_Written instruction_.
Lay out the rows below as a two-column CSV with the header columns "prompt_text" and "keypoint_answer", giving each row one line, with its text and its answer each in a single quoted field and line breaks turned into spaces. Leave the pictures out of the answer.

(Entries from a dataset)
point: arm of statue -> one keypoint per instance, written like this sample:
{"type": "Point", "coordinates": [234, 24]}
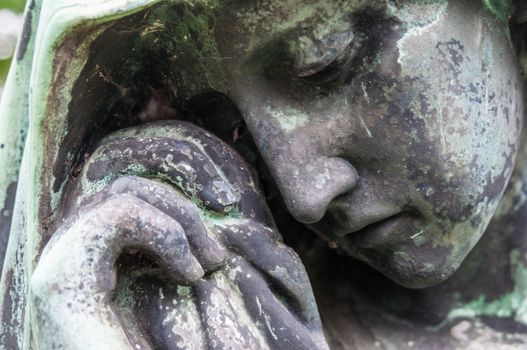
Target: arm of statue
{"type": "Point", "coordinates": [236, 256]}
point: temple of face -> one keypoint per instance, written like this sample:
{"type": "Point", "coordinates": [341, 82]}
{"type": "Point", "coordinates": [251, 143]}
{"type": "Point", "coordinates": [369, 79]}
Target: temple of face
{"type": "Point", "coordinates": [265, 175]}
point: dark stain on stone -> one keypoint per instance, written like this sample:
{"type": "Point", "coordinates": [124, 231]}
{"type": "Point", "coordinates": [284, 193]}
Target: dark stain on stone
{"type": "Point", "coordinates": [9, 340]}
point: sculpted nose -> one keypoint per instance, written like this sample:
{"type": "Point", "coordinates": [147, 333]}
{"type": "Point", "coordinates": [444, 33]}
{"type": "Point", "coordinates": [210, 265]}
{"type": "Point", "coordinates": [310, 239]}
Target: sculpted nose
{"type": "Point", "coordinates": [308, 190]}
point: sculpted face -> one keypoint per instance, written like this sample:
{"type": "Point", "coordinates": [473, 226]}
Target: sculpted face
{"type": "Point", "coordinates": [390, 127]}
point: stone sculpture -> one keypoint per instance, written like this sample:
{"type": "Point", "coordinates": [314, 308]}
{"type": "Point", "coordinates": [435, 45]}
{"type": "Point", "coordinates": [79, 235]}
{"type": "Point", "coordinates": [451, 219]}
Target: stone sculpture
{"type": "Point", "coordinates": [160, 150]}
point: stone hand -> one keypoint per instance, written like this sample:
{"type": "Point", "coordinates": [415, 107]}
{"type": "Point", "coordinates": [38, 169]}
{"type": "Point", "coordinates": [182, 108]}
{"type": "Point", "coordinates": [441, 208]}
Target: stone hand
{"type": "Point", "coordinates": [75, 277]}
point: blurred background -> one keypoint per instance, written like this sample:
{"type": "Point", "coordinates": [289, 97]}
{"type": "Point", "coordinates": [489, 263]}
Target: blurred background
{"type": "Point", "coordinates": [10, 27]}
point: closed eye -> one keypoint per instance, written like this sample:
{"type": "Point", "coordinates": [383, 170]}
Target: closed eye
{"type": "Point", "coordinates": [335, 56]}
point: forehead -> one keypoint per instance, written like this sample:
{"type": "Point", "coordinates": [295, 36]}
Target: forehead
{"type": "Point", "coordinates": [251, 22]}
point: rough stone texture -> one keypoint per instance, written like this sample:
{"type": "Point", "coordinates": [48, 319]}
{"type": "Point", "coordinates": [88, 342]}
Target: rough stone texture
{"type": "Point", "coordinates": [391, 129]}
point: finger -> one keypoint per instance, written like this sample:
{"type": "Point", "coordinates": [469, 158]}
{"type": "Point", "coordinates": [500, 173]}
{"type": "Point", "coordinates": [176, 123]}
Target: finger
{"type": "Point", "coordinates": [232, 165]}
{"type": "Point", "coordinates": [263, 247]}
{"type": "Point", "coordinates": [228, 323]}
{"type": "Point", "coordinates": [100, 235]}
{"type": "Point", "coordinates": [282, 329]}
{"type": "Point", "coordinates": [179, 162]}
{"type": "Point", "coordinates": [210, 254]}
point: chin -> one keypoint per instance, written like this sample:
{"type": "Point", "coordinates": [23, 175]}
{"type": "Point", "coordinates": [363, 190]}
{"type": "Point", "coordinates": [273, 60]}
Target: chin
{"type": "Point", "coordinates": [419, 272]}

_Written response_.
prompt_text,keypoint_answer
"point: arm of statue -> one keypoint per instance, written like this sample: {""type"": ""Point"", ""coordinates"": [234, 24]} Target: arm of statue","{""type"": ""Point"", ""coordinates"": [236, 256]}"
"point: temple of face -> one keypoint per instance, written like this sample: {""type"": ""Point"", ""coordinates"": [341, 82]} {""type"": ""Point"", ""coordinates"": [251, 143]} {""type"": ""Point"", ""coordinates"": [369, 79]} Target: temple of face","{""type"": ""Point"", ""coordinates"": [265, 175]}"
"point: dark stain on stone -> one keypoint per instance, written like this sample: {""type"": ""Point"", ""coordinates"": [124, 231]} {""type"": ""Point"", ""coordinates"": [284, 193]} Target: dark stain on stone","{""type"": ""Point"", ""coordinates"": [9, 340]}"
"point: sculpted nose -> one keypoint per instance, written like this sample: {""type"": ""Point"", ""coordinates"": [147, 333]} {""type"": ""Point"", ""coordinates"": [444, 33]} {""type"": ""Point"", ""coordinates"": [210, 265]} {""type"": ""Point"", ""coordinates"": [310, 239]} Target: sculpted nose","{""type"": ""Point"", ""coordinates"": [308, 190]}"
"point: sculpted face -> one keypoint per instance, written like this sample: {""type"": ""Point"", ""coordinates"": [473, 226]} Target: sculpted face","{""type"": ""Point"", ""coordinates"": [390, 127]}"
"point: stone sculpture -> one keypoint per instance, written like this sample: {""type"": ""Point"", ""coordinates"": [314, 308]} {""type"": ""Point"", ""coordinates"": [435, 45]} {""type"": ""Point"", ""coordinates"": [79, 235]} {""type"": ""Point"", ""coordinates"": [451, 219]} Target: stone sculpture","{""type"": ""Point"", ""coordinates"": [160, 150]}"
"point: stone hand -> one keypoint per instance, written like this sample: {""type"": ""Point"", ""coordinates"": [415, 107]} {""type"": ""Point"", ""coordinates"": [38, 169]} {""type"": ""Point"", ""coordinates"": [182, 108]} {""type"": ""Point"", ""coordinates"": [441, 208]} Target: stone hand","{""type"": ""Point"", ""coordinates"": [75, 277]}"
"point: blurred background -> one keypoint per instance, written like this sample: {""type"": ""Point"", ""coordinates"": [289, 97]} {""type"": ""Point"", ""coordinates"": [489, 263]} Target: blurred background","{""type"": ""Point"", ""coordinates"": [10, 27]}"
"point: closed eye -> one keypoint per instance, written like this sample: {""type"": ""Point"", ""coordinates"": [383, 170]} Target: closed eye","{""type"": ""Point"", ""coordinates"": [335, 56]}"
"point: forehead -> one keypoint per instance, written like this sample: {""type"": ""Point"", ""coordinates"": [295, 36]} Target: forehead","{""type"": ""Point"", ""coordinates"": [251, 22]}"
"point: rough stone texture -> one keypoint per instance, written like this sample: {""type"": ""Point"", ""coordinates"": [48, 319]} {""type"": ""Point"", ""coordinates"": [88, 342]} Target: rough stone texture","{""type"": ""Point"", ""coordinates"": [391, 129]}"
"point: finger -> one keypoint per instance, written like this sample: {""type"": ""Point"", ""coordinates"": [469, 158]} {""type"": ""Point"", ""coordinates"": [500, 173]} {""type"": ""Point"", ""coordinates"": [176, 123]} Target: finger","{""type"": ""Point"", ""coordinates"": [232, 165]} {""type"": ""Point"", ""coordinates"": [263, 247]} {""type"": ""Point"", ""coordinates"": [228, 323]} {""type"": ""Point"", ""coordinates"": [100, 235]} {""type"": ""Point"", ""coordinates"": [282, 329]} {""type"": ""Point"", ""coordinates"": [179, 162]} {""type"": ""Point"", ""coordinates"": [210, 254]}"
"point: chin -> one keypoint per instance, written like this sample: {""type"": ""Point"", ""coordinates"": [23, 175]} {""type"": ""Point"", ""coordinates"": [363, 190]} {""type"": ""Point"", ""coordinates"": [273, 60]} Target: chin","{""type"": ""Point"", ""coordinates"": [419, 272]}"